▶ TESTO FORNITO
+++++

CORTE DI CASSAZIONE, sezione penale, sentenza n. 17438 depositata il 23 aprile 2019
Reato di truffa aggravata – Consulente aziendale – Mandato del cliente al pagamento dei debiti tributari per proprio conto – Alterazione degli importi indicati nelle fotocopie dei modelli F24 – Prescrizione del reato
Ritenuto in fatto
1. Con sentenza emessa il 21/9/2018 la Corte di Appello di l’Aquila confermava la sentenza in data 16/5/2016 con la quale il Tribunale di Vasto aveva riconosciuto L. M. colpevole del reato di truffa, aggravata ex artt. 61, primo comma nn. 7 e 11, cod. pen. e lo aveva condannato alla pena di un anno e due mesi di reclusione e 1.200 euro di multa, oltre al risarcimento del danno in favore della parte civile M. Del B., da liquidare in separato giudizio civile.

+++++

▶ ISTRUZIONE SCRITTA 1
Traduci in inglese questa frase del testo fornito: "Con sentenza emessa il 21/9/2018 la Corte di Appello di l'Aquila confermava la sentenza in data 16/5/2016 con la quale il Tribunale di Vasto aveva riconosciuto L. M. colpevole del reato di truffa, aggravata ex artt. 61, primo comma nn. 7 e 11, cod. pen. e lo aveva condannato alla pena di un anno e due mesi di reclusione e 1.200 euro di multa, oltre al risarcimento del danno in favore della parte civile M. Del B., da liquidare in separato giudizio civile."
▶ ISTRUZIONE SCRITTA 2
Secondo il testo fornito, quale tribunale aveva riconosciuto L. M. colpevole del reato di truffa?

▶ Righe contenute in un dataset

+++++

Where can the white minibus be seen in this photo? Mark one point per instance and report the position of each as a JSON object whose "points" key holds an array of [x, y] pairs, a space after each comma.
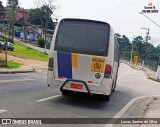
{"points": [[84, 57]]}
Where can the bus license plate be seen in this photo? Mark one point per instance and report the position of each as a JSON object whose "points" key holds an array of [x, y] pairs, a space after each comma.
{"points": [[76, 86]]}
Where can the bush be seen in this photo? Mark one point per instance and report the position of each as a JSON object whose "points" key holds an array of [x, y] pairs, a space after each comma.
{"points": [[41, 42], [10, 40]]}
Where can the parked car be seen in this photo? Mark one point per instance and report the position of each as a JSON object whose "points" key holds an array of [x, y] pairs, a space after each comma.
{"points": [[10, 46]]}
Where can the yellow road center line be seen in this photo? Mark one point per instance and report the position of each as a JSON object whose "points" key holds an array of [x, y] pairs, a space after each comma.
{"points": [[16, 80]]}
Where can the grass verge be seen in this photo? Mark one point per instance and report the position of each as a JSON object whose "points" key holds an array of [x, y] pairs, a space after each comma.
{"points": [[27, 53], [11, 64]]}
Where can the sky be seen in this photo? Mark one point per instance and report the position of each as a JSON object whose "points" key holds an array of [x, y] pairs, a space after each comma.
{"points": [[122, 15]]}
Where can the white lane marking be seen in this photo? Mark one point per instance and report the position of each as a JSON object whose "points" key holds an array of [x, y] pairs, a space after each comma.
{"points": [[127, 106], [48, 98], [124, 73], [3, 110], [16, 80]]}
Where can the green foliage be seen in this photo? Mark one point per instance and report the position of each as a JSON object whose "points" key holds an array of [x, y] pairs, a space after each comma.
{"points": [[124, 45], [27, 53], [37, 16], [41, 42], [12, 3]]}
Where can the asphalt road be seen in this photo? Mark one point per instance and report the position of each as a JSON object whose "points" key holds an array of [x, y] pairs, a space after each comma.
{"points": [[27, 96]]}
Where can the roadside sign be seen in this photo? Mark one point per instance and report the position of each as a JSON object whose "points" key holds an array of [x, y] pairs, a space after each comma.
{"points": [[135, 58]]}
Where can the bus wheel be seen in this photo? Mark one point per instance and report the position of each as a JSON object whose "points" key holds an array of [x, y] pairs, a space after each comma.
{"points": [[69, 93], [106, 97], [114, 84]]}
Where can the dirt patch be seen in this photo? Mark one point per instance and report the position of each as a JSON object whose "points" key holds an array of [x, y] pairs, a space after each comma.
{"points": [[35, 64]]}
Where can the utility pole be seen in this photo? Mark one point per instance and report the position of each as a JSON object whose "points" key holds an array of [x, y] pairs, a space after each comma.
{"points": [[145, 42], [158, 66], [131, 60]]}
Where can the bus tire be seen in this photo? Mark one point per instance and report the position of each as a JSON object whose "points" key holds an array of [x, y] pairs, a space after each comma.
{"points": [[106, 97], [68, 93]]}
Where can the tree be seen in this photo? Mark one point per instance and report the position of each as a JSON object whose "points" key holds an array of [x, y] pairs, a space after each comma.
{"points": [[12, 3], [1, 5], [124, 45], [37, 16]]}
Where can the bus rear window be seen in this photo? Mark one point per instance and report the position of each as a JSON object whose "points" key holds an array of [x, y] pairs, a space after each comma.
{"points": [[83, 36]]}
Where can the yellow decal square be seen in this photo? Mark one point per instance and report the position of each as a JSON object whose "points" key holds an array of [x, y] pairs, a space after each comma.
{"points": [[98, 64]]}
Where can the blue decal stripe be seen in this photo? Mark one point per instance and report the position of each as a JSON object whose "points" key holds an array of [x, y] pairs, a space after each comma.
{"points": [[64, 64]]}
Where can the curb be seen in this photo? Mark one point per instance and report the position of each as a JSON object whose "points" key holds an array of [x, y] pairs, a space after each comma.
{"points": [[7, 71], [146, 74], [125, 109]]}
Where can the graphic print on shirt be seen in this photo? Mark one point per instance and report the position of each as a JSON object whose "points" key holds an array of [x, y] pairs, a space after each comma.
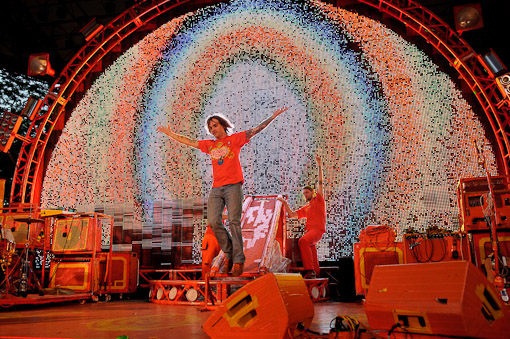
{"points": [[221, 151]]}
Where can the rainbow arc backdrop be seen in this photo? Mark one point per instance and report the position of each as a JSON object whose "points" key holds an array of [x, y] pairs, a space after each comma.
{"points": [[394, 132]]}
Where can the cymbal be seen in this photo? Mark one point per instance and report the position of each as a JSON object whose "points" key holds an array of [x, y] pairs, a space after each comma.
{"points": [[28, 220]]}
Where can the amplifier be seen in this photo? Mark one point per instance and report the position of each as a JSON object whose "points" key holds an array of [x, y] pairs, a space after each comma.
{"points": [[123, 272], [369, 255], [71, 235], [482, 246], [471, 192], [421, 248], [20, 230], [78, 274]]}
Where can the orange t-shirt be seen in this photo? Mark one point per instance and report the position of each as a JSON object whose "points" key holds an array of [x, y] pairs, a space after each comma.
{"points": [[315, 213], [225, 158]]}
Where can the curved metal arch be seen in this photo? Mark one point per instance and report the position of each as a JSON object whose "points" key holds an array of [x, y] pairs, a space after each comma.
{"points": [[27, 176], [461, 56]]}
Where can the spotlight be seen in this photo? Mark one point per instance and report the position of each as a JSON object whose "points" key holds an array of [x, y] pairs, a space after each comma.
{"points": [[91, 29], [493, 63], [9, 126], [39, 64], [31, 108], [468, 17], [504, 84]]}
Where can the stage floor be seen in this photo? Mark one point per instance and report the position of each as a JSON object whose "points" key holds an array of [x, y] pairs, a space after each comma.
{"points": [[136, 319]]}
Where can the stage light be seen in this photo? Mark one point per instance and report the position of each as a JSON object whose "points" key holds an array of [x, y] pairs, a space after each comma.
{"points": [[493, 63], [91, 29], [9, 126], [468, 17], [39, 64], [31, 108], [503, 82]]}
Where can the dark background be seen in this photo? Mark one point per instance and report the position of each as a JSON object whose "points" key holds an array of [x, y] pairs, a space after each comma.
{"points": [[53, 26]]}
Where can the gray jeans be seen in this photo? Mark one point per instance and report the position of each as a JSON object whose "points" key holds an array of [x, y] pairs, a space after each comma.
{"points": [[231, 196]]}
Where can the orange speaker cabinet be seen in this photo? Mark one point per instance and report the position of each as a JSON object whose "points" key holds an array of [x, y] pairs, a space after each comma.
{"points": [[20, 230], [446, 298], [421, 248], [482, 246], [469, 192], [271, 306], [78, 274], [368, 255], [73, 235], [123, 272]]}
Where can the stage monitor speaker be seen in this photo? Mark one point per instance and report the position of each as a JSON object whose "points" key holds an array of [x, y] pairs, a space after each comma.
{"points": [[447, 298], [271, 306]]}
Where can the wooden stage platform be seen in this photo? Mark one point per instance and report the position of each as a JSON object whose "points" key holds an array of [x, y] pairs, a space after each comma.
{"points": [[135, 319]]}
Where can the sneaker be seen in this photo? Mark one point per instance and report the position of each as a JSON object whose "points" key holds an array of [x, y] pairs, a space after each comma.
{"points": [[238, 269], [227, 266]]}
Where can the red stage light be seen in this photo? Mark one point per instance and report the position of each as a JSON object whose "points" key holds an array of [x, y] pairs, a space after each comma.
{"points": [[39, 64]]}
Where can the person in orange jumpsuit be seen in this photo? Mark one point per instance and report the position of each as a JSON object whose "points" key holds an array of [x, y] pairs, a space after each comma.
{"points": [[315, 227]]}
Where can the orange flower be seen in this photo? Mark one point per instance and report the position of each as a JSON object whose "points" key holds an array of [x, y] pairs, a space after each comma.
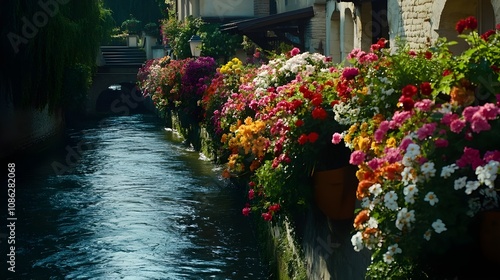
{"points": [[362, 190], [392, 171], [361, 218], [461, 96], [226, 174]]}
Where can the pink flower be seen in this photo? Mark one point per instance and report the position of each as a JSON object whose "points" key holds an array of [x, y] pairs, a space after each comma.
{"points": [[393, 155], [375, 163], [426, 130], [357, 157], [426, 88], [267, 216], [424, 105], [350, 73], [492, 155], [302, 139], [251, 194], [246, 211], [336, 138], [274, 208], [457, 125], [471, 156], [405, 143], [479, 123], [312, 137], [441, 143], [448, 118], [399, 118], [294, 51]]}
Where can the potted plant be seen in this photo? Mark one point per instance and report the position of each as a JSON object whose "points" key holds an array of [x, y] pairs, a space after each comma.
{"points": [[132, 27], [421, 125]]}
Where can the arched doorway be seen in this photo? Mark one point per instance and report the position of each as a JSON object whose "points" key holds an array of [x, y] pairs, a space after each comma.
{"points": [[455, 10], [335, 48], [121, 98], [349, 26]]}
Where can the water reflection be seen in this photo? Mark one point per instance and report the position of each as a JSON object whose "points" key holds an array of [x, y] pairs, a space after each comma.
{"points": [[135, 205]]}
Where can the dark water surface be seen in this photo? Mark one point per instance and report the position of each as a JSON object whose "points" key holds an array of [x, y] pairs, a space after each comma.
{"points": [[131, 202]]}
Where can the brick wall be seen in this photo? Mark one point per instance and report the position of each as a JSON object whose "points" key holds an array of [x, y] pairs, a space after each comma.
{"points": [[316, 30]]}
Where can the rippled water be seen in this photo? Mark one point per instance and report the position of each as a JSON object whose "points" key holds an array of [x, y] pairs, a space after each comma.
{"points": [[134, 203]]}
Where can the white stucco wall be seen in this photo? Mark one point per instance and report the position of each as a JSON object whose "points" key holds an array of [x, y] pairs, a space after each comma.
{"points": [[421, 22]]}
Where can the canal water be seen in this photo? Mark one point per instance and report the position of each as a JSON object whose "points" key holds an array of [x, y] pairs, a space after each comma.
{"points": [[124, 199]]}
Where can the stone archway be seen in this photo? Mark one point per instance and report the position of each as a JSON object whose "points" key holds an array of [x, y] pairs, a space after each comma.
{"points": [[334, 38], [121, 98]]}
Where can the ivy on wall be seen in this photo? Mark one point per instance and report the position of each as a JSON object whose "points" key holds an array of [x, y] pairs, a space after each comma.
{"points": [[41, 41]]}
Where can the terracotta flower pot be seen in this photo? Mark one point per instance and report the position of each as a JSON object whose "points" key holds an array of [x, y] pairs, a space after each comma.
{"points": [[335, 192], [489, 236]]}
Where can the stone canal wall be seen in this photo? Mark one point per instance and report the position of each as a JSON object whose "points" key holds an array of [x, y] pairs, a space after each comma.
{"points": [[311, 246], [28, 131]]}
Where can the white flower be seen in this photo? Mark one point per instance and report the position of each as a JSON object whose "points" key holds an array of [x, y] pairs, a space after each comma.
{"points": [[390, 200], [448, 170], [445, 108], [394, 249], [375, 189], [372, 223], [365, 202], [428, 169], [412, 151], [431, 198], [474, 206], [388, 257], [410, 191], [487, 174], [460, 183], [439, 226], [357, 241], [428, 234], [405, 218], [407, 161], [471, 186], [388, 92]]}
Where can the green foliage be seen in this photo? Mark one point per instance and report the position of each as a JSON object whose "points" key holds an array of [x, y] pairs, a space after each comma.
{"points": [[37, 64], [132, 25], [216, 44]]}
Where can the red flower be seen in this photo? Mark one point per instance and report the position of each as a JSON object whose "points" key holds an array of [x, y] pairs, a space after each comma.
{"points": [[471, 23], [350, 73], [312, 137], [486, 35], [317, 99], [246, 211], [303, 139], [407, 102], [319, 113], [425, 88], [460, 26], [251, 194], [428, 55], [409, 91], [267, 216], [274, 208]]}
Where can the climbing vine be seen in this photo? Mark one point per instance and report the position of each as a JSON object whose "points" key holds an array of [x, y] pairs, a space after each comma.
{"points": [[42, 40]]}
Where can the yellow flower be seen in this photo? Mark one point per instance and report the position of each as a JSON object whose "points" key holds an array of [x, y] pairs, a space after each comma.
{"points": [[391, 142]]}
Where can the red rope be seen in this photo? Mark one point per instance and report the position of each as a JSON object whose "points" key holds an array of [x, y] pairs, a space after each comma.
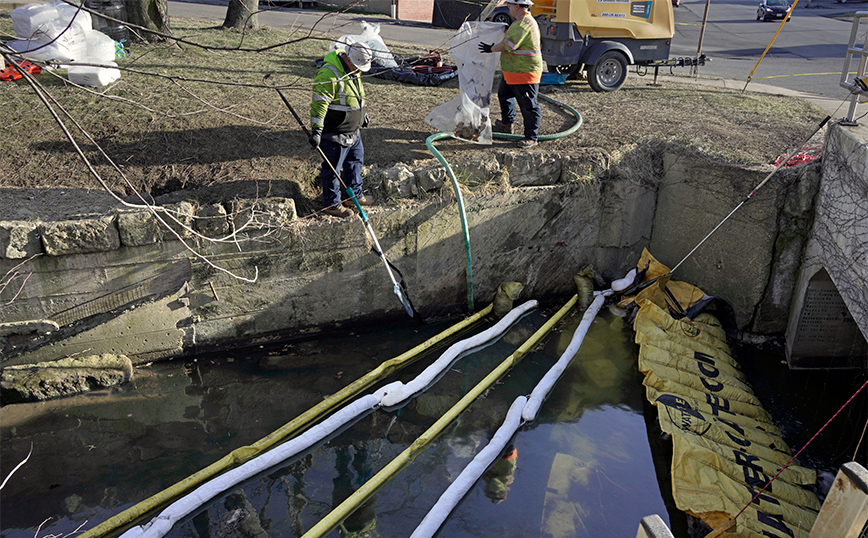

+++++

▶ RISPOSTA SCRITTA 1
By a judgment delivered on 21/9/2018, the Court of Appeal of L'Aquila upheld the judgment of 16/5/2016 by which the Court of Vasto had found L. M. guilty of the offense of fraud, aggravated under Articles 61, first paragraph, nos. 7 and 11, of the Criminal Code, and had sentenced him to one year and two months of imprisonment and a fine of 1,200 euros, in addition to compensation for damages in favor of the civil party M. Del B., to be determined in separate civil proceedings.

▶ RISPOSTA SCRITTA 2
Il Tribunale di Vasto.